** TASK ITEM **
Give again exactly, and only, the lines between the line holding "of the blue" and the end of the listing, both boundary lines included.

** INPUT FOR THIS TASK **

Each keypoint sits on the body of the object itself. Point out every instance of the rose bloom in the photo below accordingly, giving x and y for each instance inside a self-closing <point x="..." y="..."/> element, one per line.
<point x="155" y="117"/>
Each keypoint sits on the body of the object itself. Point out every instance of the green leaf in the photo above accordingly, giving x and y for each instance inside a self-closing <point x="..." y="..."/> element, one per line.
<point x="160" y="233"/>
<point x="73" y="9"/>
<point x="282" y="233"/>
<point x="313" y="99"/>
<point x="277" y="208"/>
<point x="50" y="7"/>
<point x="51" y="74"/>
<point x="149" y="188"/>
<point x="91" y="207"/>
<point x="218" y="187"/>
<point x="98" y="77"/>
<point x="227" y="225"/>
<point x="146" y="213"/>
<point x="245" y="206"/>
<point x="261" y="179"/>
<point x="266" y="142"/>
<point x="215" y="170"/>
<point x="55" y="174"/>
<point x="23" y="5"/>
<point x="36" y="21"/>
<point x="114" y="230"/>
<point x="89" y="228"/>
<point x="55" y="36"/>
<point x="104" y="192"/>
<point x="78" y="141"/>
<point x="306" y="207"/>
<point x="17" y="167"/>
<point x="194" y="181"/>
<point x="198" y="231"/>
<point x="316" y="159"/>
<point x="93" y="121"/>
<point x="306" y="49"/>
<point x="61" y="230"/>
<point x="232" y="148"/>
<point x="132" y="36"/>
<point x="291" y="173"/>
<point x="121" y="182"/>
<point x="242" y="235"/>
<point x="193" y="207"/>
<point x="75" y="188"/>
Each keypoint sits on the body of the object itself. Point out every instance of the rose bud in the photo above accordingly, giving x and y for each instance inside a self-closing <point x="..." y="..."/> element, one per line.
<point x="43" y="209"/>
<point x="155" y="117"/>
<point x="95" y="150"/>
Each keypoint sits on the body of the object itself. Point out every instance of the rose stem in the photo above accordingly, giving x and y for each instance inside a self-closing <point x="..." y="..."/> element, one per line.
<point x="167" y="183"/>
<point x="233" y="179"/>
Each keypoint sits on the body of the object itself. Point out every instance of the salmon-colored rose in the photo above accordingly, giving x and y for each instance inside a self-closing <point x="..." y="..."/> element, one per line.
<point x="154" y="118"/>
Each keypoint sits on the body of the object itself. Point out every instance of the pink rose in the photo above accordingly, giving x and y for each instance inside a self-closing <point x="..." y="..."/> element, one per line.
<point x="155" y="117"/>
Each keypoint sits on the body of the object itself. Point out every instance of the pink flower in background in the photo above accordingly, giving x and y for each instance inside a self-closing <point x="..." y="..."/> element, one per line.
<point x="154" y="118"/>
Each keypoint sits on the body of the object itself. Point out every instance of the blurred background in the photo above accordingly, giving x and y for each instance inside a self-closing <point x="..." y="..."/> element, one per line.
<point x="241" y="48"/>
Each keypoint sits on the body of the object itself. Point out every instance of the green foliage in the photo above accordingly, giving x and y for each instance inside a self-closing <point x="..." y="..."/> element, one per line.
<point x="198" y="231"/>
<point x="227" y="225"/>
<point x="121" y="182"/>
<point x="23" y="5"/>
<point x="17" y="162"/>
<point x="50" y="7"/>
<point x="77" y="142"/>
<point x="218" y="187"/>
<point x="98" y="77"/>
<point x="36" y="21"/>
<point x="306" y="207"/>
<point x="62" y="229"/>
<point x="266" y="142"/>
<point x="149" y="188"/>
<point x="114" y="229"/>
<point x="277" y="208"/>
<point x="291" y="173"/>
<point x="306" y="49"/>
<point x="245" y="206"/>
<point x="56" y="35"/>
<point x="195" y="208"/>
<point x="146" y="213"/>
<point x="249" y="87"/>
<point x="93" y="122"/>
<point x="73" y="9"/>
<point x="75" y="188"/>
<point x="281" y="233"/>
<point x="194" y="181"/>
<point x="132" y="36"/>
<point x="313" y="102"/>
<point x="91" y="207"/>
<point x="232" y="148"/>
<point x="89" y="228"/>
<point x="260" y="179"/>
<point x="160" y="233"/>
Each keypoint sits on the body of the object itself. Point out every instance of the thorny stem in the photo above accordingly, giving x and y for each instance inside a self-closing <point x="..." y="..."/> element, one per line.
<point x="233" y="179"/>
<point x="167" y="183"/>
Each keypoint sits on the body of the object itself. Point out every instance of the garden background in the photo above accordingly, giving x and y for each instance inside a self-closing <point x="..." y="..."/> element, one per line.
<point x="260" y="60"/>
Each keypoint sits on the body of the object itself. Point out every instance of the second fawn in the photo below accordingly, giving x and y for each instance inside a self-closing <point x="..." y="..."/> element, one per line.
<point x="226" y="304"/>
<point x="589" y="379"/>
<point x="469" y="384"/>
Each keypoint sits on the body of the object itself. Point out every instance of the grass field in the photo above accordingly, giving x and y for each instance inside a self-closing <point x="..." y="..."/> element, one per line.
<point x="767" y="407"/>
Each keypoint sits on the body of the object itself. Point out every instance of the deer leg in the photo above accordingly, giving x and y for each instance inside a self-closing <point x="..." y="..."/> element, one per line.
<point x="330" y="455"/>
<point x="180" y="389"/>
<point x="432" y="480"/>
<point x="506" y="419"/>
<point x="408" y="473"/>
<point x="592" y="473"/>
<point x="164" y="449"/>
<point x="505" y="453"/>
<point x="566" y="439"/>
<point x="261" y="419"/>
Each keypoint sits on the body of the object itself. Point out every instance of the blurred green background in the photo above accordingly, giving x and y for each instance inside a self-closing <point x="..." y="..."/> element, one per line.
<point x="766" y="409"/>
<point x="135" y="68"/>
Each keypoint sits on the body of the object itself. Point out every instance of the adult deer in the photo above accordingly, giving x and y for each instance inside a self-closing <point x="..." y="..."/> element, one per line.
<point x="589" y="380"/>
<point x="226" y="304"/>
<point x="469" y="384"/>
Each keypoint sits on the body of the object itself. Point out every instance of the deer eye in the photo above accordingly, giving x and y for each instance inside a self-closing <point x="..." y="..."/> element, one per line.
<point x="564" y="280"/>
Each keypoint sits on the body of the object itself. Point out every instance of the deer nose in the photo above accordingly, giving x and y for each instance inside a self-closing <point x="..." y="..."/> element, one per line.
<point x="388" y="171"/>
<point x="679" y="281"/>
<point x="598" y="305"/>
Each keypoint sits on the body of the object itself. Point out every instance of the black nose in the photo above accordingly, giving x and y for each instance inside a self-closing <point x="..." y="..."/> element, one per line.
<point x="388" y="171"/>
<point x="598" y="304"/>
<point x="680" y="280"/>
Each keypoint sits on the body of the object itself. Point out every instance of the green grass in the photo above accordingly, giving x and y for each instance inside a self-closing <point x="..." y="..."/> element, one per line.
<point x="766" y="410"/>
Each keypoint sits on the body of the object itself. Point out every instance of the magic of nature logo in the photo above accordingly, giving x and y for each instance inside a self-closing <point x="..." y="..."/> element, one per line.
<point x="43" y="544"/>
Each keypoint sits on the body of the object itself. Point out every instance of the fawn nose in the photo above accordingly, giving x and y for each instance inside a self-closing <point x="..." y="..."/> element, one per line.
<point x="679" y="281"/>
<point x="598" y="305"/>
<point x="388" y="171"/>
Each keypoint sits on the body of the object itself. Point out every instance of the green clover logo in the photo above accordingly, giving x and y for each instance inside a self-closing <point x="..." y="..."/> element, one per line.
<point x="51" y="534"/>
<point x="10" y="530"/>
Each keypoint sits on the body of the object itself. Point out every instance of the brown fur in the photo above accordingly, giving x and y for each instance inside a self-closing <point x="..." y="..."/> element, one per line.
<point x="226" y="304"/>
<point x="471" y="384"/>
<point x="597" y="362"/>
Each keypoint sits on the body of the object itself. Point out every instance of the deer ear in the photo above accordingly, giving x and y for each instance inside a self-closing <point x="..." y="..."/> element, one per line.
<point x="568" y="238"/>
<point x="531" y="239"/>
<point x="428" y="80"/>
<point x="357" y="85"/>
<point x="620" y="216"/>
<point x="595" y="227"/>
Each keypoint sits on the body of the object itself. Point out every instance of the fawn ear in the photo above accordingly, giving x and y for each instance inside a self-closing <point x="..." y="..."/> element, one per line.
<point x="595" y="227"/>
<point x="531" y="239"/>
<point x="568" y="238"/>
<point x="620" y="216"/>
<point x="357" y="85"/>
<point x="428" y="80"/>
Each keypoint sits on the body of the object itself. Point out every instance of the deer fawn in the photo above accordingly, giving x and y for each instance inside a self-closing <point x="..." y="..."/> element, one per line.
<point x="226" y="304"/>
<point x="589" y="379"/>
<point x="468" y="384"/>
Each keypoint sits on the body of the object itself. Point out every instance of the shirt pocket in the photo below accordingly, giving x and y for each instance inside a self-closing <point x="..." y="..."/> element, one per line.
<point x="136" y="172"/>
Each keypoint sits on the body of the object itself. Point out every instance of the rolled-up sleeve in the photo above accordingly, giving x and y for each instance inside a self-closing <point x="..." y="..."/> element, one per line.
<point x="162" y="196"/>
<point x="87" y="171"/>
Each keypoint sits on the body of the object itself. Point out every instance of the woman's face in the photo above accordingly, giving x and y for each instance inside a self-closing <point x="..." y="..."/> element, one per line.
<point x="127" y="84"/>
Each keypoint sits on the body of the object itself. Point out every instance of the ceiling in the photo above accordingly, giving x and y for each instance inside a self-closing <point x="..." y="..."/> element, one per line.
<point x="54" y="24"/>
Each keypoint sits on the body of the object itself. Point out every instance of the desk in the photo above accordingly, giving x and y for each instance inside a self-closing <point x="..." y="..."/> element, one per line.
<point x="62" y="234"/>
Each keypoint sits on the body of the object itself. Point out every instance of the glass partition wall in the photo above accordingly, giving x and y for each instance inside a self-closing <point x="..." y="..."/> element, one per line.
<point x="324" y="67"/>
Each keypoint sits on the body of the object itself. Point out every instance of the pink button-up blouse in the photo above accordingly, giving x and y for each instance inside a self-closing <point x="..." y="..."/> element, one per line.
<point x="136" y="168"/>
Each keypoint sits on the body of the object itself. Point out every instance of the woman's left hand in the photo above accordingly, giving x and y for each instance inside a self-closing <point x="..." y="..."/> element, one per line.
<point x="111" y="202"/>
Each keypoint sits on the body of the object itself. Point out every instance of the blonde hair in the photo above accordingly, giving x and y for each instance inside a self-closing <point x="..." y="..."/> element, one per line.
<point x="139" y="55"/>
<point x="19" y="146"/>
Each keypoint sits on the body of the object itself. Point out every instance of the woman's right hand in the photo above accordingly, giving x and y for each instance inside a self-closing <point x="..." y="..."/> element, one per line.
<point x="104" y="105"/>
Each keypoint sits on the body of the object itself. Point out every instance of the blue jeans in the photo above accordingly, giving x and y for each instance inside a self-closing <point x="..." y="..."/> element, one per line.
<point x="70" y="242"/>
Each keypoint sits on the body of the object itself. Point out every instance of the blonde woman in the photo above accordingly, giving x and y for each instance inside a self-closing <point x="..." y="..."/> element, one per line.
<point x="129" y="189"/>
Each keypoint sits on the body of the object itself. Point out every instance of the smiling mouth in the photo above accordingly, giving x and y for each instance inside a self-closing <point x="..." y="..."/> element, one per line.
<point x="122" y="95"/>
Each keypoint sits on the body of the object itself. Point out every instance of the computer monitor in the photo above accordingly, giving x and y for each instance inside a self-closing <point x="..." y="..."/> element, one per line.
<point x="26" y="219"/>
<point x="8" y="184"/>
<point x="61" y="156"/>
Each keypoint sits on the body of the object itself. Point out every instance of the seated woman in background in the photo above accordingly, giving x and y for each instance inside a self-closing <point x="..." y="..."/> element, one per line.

** RESPONSE TO THIS TASK **
Each keypoint sits on the body of the object itself. Point out every instance of the blue jeans in the photo above accordingly, giving x and y for each instance inside a self-closing <point x="..." y="..."/> element, one per line.
<point x="70" y="242"/>
Each keypoint sits on the body of the object itself. Point out every instance of the blonde woman in the photo above accordingly, giving x and y for each instance inside a self-closing <point x="..." y="..."/> element, one per line.
<point x="129" y="189"/>
Each keypoint sits on the body of the object itself. Point out every instance of the smiling mouth in the photo above accordingly, giving x and y for each instance inside a self-closing <point x="..." y="..."/> element, one per line.
<point x="122" y="95"/>
Each keypoint sits on the body of the object itself. Point out every instance of the computer monitor in the photo above accordingly, giving x and y for each instance inside a self-closing <point x="..." y="..."/> element, one per line.
<point x="26" y="219"/>
<point x="8" y="184"/>
<point x="61" y="156"/>
Each keypoint sits on the body of the object itself. Point out every instance of the seated woman in background in the photo above accordingly, giving x and y for each instance inside a self-closing <point x="..." y="..."/> element, one per line.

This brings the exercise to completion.